• Assignment: Retype exactly the lines from the one with "column 310, row 420" down to the final line of the material below, both included, and nothing more.

• Extracted material:
--- START ---

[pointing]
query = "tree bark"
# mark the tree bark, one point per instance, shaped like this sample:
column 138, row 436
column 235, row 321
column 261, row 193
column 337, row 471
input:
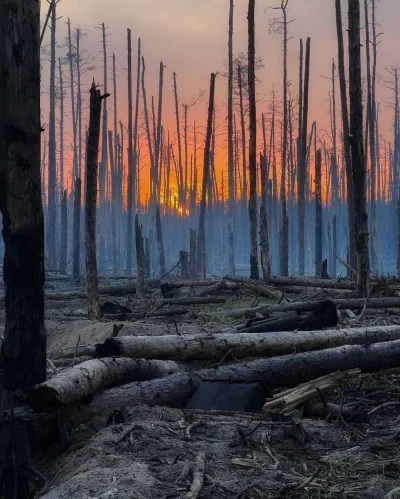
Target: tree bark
column 92, row 283
column 302, row 165
column 318, row 216
column 242, row 345
column 346, row 135
column 357, row 150
column 252, row 141
column 201, row 238
column 140, row 260
column 231, row 179
column 24, row 344
column 286, row 371
column 98, row 374
column 64, row 234
column 76, row 243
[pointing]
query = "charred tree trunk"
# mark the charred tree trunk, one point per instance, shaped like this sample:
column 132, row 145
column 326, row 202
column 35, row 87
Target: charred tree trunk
column 346, row 135
column 92, row 284
column 64, row 235
column 140, row 259
column 302, row 165
column 231, row 181
column 24, row 345
column 52, row 169
column 201, row 238
column 76, row 243
column 252, row 141
column 357, row 150
column 318, row 216
column 160, row 243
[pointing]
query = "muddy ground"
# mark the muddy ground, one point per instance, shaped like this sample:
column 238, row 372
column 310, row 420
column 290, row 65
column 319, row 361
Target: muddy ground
column 247, row 456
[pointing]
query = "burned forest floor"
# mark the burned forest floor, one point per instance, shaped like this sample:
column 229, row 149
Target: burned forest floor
column 343, row 441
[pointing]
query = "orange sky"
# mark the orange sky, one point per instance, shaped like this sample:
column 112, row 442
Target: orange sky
column 190, row 37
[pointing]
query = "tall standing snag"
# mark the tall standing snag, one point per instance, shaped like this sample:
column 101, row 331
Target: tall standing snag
column 201, row 241
column 92, row 166
column 357, row 150
column 24, row 345
column 252, row 142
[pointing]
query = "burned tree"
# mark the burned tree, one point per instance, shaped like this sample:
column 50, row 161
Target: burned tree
column 24, row 344
column 91, row 201
column 252, row 141
column 357, row 150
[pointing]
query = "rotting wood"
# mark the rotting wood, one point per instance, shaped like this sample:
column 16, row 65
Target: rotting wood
column 94, row 375
column 242, row 345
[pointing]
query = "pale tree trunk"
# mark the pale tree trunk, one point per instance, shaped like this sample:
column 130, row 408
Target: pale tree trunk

--- END ---

• Exercise answer:
column 310, row 420
column 290, row 65
column 319, row 361
Target: muddy ground
column 247, row 456
[pointing]
query = "burned forest floor"
# mark the burned forest floor, one point per instance, shaped like this sample:
column 229, row 149
Target: burned forest floor
column 343, row 441
[pointing]
query = "orange sky"
# mark the orange sky, one point per instance, shaped like this sample:
column 112, row 442
Target: orange sky
column 190, row 37
[pointing]
query = "tall standing snag"
# mark the tall standing snag, one point per instance, shaped like this sample:
column 101, row 331
Target: tall standing snag
column 201, row 241
column 92, row 166
column 357, row 150
column 24, row 345
column 252, row 142
[pointing]
query = "burned tree"
# mark the burned tree, one point per instance, shaped like this sample:
column 50, row 161
Target: burned tree
column 24, row 344
column 91, row 201
column 252, row 141
column 357, row 150
[pointing]
query = "rotting wood"
# mark the rotting wood, one point per instance, shaped like this sample:
column 16, row 65
Target: rotting wood
column 94, row 375
column 242, row 345
[pointing]
query = "pale tree trunk"
# mark the pale tree trunk, one point per instance, shaped like this sample:
column 130, row 408
Target: pale tree trunk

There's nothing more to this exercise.